[Dataset entries — start]
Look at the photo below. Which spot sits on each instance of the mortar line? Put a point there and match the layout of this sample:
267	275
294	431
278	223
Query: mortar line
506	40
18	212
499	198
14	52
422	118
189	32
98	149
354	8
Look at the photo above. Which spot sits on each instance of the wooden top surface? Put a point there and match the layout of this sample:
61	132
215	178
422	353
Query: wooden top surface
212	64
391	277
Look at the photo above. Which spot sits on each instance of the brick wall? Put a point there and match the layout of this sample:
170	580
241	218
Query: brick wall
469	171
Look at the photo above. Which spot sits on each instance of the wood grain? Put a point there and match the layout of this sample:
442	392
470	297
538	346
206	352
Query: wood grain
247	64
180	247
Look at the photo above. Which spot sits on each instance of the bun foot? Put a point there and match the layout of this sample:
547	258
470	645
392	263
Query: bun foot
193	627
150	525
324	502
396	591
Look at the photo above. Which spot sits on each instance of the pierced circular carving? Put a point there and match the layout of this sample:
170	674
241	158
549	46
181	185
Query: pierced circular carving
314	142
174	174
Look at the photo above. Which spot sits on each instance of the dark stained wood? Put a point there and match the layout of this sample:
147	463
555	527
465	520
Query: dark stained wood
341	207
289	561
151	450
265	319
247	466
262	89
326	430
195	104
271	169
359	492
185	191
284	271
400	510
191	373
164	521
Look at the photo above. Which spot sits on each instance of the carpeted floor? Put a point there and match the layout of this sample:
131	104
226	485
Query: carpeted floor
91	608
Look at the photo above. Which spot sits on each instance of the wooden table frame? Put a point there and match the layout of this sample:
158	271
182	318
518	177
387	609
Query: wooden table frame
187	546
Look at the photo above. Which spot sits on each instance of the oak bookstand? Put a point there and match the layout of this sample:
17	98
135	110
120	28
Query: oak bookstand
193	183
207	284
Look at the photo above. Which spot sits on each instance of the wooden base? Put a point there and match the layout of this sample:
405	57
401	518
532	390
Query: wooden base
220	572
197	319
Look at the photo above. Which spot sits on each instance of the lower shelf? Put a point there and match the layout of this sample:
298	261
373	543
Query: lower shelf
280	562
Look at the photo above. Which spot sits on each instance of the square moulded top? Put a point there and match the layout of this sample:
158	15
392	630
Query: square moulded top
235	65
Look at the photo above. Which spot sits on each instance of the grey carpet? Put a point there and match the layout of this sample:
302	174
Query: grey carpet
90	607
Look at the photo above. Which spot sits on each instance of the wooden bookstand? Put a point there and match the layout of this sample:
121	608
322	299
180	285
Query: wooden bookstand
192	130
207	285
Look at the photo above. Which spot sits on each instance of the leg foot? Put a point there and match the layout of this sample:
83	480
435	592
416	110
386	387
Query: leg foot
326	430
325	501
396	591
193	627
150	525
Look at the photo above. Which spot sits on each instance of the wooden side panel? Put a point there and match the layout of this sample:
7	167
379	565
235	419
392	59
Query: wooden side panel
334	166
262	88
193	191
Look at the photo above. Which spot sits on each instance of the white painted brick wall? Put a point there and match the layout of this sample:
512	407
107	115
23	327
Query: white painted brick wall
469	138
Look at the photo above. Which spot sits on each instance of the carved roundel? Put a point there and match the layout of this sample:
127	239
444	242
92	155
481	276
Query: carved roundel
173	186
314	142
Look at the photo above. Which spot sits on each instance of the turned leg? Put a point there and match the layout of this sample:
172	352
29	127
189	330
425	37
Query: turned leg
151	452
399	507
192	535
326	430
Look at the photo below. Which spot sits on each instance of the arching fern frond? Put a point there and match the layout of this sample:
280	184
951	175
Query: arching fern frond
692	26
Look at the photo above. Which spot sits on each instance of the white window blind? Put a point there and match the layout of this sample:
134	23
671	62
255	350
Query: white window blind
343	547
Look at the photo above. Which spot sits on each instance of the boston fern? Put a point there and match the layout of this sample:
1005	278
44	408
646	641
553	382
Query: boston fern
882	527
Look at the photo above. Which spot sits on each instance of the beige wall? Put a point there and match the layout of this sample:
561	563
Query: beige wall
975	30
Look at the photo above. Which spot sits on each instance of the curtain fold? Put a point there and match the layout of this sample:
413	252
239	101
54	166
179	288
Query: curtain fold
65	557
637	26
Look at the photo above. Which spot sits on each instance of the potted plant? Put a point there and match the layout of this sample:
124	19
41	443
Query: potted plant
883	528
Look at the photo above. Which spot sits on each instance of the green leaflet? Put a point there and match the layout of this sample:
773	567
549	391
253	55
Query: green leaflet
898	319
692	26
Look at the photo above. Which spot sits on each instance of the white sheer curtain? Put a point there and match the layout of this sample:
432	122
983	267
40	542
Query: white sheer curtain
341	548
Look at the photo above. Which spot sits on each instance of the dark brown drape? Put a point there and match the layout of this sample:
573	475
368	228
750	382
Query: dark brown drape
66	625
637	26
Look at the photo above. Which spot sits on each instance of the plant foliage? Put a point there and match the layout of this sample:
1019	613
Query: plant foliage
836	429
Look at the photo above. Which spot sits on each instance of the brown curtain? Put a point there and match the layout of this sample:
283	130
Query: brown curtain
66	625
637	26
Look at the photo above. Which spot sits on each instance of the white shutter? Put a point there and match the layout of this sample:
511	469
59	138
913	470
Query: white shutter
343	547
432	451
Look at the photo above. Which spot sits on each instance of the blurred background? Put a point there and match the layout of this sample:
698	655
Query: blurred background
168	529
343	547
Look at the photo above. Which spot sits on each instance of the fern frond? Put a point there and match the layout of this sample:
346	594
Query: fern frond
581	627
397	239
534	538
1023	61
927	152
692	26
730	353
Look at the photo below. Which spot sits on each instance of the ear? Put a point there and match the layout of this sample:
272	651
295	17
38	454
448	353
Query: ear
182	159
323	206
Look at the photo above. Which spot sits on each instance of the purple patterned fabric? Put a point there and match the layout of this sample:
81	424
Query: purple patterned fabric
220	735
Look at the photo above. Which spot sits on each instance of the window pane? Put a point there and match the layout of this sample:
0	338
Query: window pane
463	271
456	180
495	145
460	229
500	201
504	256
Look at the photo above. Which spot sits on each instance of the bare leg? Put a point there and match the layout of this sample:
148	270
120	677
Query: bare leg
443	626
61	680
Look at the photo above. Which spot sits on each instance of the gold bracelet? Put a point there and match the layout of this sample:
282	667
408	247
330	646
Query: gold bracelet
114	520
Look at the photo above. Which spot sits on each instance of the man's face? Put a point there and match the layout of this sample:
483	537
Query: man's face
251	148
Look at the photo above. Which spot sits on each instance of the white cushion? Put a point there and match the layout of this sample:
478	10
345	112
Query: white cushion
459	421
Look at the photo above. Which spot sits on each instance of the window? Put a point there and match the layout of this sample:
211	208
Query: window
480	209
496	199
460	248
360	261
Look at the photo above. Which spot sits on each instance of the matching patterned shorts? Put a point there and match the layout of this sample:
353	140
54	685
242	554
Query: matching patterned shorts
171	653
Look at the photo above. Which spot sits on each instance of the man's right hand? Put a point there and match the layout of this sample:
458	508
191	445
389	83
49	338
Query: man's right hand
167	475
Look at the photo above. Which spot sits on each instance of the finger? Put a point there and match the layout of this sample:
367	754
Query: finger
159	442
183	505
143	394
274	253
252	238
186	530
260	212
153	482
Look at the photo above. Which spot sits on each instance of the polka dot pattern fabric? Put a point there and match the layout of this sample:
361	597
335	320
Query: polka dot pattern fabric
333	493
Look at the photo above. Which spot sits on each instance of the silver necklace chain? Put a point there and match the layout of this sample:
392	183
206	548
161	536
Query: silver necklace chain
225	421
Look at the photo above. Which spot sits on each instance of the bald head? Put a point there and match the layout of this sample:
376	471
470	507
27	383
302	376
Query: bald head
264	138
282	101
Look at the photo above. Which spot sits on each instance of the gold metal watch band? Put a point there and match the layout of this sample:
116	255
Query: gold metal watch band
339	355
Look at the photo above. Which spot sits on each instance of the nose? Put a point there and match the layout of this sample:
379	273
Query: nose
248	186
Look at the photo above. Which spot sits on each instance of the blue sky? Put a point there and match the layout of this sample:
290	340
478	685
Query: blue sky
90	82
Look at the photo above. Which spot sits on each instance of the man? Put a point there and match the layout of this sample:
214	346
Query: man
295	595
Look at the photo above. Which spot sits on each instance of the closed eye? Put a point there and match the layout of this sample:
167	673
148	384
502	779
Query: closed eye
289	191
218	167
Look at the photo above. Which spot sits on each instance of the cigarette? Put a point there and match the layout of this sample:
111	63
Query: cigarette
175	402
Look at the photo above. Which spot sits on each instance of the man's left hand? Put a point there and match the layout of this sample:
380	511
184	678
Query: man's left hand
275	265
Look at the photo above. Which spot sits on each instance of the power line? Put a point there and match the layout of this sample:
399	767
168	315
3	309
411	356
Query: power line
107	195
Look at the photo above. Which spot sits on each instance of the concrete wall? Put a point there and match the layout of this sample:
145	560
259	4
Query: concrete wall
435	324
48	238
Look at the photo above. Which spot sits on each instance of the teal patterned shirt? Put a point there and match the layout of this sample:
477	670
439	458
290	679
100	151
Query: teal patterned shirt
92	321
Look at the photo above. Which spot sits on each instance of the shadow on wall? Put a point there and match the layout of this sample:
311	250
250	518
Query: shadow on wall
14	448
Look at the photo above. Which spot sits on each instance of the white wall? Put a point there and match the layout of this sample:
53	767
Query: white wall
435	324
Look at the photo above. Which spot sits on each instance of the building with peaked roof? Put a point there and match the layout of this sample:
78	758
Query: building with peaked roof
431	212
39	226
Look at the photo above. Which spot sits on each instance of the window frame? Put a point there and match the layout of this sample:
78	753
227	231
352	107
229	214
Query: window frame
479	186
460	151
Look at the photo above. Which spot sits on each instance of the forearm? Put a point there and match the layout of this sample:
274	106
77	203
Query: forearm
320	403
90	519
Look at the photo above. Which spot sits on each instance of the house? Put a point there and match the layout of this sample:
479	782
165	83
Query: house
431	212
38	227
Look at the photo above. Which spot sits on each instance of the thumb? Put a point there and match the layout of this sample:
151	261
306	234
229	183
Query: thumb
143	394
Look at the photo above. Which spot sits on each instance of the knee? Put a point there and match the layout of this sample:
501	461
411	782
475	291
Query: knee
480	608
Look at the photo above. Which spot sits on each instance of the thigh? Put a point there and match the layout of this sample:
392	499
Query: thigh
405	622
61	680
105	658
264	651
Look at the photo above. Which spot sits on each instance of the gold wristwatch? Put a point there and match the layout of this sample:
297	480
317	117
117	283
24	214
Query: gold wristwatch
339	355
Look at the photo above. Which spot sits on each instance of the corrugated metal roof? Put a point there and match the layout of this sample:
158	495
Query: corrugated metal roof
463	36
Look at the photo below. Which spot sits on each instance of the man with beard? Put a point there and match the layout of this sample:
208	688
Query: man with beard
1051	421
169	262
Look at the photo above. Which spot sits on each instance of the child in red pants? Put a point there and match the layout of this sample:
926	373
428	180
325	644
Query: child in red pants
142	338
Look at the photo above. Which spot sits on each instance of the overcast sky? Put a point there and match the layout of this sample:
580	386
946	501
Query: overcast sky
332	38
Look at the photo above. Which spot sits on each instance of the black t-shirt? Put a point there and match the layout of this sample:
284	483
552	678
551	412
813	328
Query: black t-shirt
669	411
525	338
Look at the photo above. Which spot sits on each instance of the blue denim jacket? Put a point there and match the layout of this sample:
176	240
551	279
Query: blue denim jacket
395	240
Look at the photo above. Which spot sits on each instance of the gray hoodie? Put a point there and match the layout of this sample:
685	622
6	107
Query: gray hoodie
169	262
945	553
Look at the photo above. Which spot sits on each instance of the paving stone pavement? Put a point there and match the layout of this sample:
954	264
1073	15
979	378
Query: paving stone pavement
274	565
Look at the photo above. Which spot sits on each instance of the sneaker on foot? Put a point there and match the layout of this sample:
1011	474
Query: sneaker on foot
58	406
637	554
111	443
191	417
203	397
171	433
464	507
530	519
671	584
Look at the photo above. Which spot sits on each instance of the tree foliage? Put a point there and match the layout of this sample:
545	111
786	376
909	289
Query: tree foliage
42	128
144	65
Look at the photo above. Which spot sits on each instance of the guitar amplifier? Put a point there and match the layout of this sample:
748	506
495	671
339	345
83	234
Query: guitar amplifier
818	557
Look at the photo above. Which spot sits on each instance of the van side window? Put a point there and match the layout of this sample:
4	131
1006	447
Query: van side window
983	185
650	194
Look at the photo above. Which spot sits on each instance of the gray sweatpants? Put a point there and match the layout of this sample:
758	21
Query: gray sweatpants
[Dataset entries — finish]
▸ Brief
Lines with the word "below": tally them across the material and give only the total.

▸ Solution for this problem
4